• **Tasks**:
1 – For the passage on UK startups expanding into the US, decide whether each statement agrees with it: (a) the webinar was held with Daniel Glazer of Wilson Sonsini; (b) companies that move to the US early typically relocate their back-office functions to the US; (c) Daniel recommends getting it right in the UK or in the US before attempting to expand in America. Answer yes or no for each, quoting the deciding words of the passage.
2 – According to the passage on UK startups expanding into the US, when are UK startups most successful in their move into the US?
3 – Pick up the passage on UK startups expanding into the US, beginning directly after its final sentence.

At SeedLegals, founders regularly ask us about expanding their business into America – if and when to start up in the US, how to register a business in the States, the contracts you need, how to hire people in the US, how to give share options to workers abroad, and more.

To answer all these questions, and to highlight some of the pitfalls for UK businesses when they expand to the US, we ran a webinar with Daniel Glazer of Wilson Sonsini, the international American law firm that specialises in advising high-growth technology companies from corporate formation to IPO/M&A exit and beyond.

In this post, we’ve summarised the essential information for founders considering expanding into and hiring in the United States. You can view the full-length webinar video below.

Thinking about raising investment from US investors?
Head over to our other post, How to raise investment in the USA: guide for UK startups

Go to the US either early or late

After decades of working with startups, Daniel Glazer and his team observe that UK startups are most successful in their move into the US when they go either early or late. Daniel recommends you get it right in the UK or in the US before you attempt to expand in America:

  • Move into the US early
    If you decide that the USA is the big opportunity for your products or services, then you might decide to move into the US early. Typically, companies who go early move the management team to the US and leave ‘back office’ functions (HR, IT, Finance etc) in the UK. The company becomes a transatlantic US-facing business: the team optimises the products for the US market, raises with US investors and scales from there.

• **Stored records**:
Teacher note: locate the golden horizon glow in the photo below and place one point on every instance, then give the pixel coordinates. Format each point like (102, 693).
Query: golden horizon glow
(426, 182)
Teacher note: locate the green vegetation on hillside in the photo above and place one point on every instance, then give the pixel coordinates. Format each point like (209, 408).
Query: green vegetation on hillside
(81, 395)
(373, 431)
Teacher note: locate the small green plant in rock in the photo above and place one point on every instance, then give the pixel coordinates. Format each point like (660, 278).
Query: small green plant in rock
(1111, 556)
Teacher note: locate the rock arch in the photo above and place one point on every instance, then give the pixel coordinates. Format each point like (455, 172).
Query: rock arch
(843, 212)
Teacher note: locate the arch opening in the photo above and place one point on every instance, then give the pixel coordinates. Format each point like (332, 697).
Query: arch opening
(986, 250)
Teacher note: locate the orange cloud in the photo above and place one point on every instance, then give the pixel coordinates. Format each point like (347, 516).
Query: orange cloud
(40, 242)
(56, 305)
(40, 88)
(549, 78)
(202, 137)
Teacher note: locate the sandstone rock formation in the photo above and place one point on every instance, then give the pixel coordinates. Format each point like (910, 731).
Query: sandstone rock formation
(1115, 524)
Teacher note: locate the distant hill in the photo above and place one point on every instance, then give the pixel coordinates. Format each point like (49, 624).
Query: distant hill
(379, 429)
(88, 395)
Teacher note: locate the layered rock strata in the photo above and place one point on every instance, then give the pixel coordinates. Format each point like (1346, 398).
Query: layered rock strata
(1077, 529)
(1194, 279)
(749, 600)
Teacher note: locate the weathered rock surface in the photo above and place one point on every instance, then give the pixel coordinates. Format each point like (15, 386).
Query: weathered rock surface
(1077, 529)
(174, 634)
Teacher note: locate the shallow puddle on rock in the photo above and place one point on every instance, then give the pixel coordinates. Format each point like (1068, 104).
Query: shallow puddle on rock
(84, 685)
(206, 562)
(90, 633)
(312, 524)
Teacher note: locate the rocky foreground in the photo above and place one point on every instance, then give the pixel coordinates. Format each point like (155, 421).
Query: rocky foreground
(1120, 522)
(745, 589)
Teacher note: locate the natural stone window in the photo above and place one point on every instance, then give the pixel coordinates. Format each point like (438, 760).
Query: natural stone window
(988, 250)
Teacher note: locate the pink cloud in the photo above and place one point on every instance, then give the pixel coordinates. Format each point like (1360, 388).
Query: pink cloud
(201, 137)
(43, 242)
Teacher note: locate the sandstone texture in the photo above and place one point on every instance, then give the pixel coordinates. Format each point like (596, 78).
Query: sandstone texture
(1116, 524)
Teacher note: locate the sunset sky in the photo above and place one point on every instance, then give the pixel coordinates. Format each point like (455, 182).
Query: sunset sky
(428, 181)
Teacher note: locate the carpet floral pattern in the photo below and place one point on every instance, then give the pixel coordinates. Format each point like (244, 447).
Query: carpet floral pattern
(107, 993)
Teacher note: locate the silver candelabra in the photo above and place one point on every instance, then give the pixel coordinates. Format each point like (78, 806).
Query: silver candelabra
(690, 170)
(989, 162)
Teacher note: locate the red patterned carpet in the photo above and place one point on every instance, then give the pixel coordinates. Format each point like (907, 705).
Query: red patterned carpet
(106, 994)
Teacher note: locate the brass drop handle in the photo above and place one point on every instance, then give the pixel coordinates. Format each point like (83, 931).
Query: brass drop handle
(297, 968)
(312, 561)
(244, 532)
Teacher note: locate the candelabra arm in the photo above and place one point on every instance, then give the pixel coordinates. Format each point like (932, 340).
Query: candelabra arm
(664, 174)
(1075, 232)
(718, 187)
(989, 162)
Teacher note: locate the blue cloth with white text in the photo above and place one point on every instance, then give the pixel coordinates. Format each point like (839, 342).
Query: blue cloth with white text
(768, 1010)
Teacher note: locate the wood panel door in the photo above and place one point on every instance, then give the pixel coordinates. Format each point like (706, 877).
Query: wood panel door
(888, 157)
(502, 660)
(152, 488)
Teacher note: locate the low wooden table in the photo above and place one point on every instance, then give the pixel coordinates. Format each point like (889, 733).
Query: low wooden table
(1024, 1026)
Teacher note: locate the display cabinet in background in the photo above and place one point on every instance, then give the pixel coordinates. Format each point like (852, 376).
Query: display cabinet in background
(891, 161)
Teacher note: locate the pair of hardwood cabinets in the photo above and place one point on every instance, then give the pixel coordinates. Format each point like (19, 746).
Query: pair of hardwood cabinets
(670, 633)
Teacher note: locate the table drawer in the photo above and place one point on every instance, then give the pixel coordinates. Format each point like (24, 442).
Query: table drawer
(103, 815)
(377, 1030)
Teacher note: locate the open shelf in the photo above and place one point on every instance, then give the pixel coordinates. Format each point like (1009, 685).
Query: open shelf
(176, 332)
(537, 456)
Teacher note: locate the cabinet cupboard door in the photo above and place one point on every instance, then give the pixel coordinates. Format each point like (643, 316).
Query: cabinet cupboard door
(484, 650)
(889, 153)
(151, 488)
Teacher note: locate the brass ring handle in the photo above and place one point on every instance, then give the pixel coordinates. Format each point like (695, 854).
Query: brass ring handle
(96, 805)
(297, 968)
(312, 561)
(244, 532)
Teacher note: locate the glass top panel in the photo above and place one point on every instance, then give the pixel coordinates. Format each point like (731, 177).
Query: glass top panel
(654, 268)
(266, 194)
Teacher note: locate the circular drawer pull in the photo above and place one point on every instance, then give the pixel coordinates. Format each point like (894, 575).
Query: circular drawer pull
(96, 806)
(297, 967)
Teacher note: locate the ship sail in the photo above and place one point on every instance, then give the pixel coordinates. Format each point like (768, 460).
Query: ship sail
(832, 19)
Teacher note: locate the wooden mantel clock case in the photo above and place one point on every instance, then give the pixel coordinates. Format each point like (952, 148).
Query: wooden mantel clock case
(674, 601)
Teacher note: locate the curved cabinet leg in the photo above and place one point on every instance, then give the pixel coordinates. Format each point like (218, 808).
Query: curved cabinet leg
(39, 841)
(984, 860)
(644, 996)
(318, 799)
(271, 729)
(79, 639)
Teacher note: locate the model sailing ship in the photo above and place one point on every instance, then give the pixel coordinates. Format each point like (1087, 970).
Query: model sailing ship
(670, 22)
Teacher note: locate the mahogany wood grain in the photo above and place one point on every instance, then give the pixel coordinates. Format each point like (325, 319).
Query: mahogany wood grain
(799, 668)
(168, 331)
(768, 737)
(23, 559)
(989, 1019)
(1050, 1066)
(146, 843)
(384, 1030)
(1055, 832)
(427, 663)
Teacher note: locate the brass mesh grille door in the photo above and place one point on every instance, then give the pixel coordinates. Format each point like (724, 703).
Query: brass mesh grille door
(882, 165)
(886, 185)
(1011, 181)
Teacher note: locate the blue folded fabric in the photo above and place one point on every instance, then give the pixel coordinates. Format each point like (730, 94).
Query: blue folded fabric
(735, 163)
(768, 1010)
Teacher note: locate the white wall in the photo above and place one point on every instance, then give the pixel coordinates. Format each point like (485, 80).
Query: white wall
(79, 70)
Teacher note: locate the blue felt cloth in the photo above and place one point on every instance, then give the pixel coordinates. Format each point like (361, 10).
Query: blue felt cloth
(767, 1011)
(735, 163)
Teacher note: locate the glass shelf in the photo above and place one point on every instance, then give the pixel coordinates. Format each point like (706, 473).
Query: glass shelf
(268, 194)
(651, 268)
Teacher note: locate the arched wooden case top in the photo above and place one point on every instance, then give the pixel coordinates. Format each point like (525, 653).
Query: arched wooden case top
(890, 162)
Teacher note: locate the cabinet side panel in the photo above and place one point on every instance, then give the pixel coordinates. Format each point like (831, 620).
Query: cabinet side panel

• **Answers by task**:
1 –
(a) Yes: "we ran a webinar with Daniel Glazer of Wilson Sonsini"
(b) No: "leave ‘back office’ functions (HR, IT, Finance etc) in the UK"
(c) Yes: "Daniel recommends you get it right in the UK or in the US before you attempt to expand in America"

2 – When they go either early or late.

3 –
  • Move into the US late
    Wilson Sonsini finds it’s becoming more common for UK companies to move into the US late. Let’s say you raise a Seed or Series A in the UK and build products initially for the UK or European market. Then, around Series A, you find you get pulled into the US by customer traction or growth. You’ll be selling remotely and your management will be travelling frequently as demand grows for an Americanised version of what you’ve already built in the UK. Eventually, it makes sense to set up the structure in the US to Americanise your company properly.
  • Go ‘in the middle’
    If you don’t have product-market fit in the UK or the US, then trying to scale simultaneously in both countries is very difficult.

 

Don’t ‘work’ in the US without a visa

Thinking about organising a recce to the US? Or having a few meetings while taking a holiday in the States? Remember, to be allowed to work in the US, you need a visa proving your right to work there.

But the definition of ‘work’ is somewhat fuzzy. For example, you can have meetings, attend conferences, pitch for investment, do some reconnaissance and so on. But a few days of working on your laptop or hanging out in a café while doing some coding could be considered ‘work’ for which a proper visa is required.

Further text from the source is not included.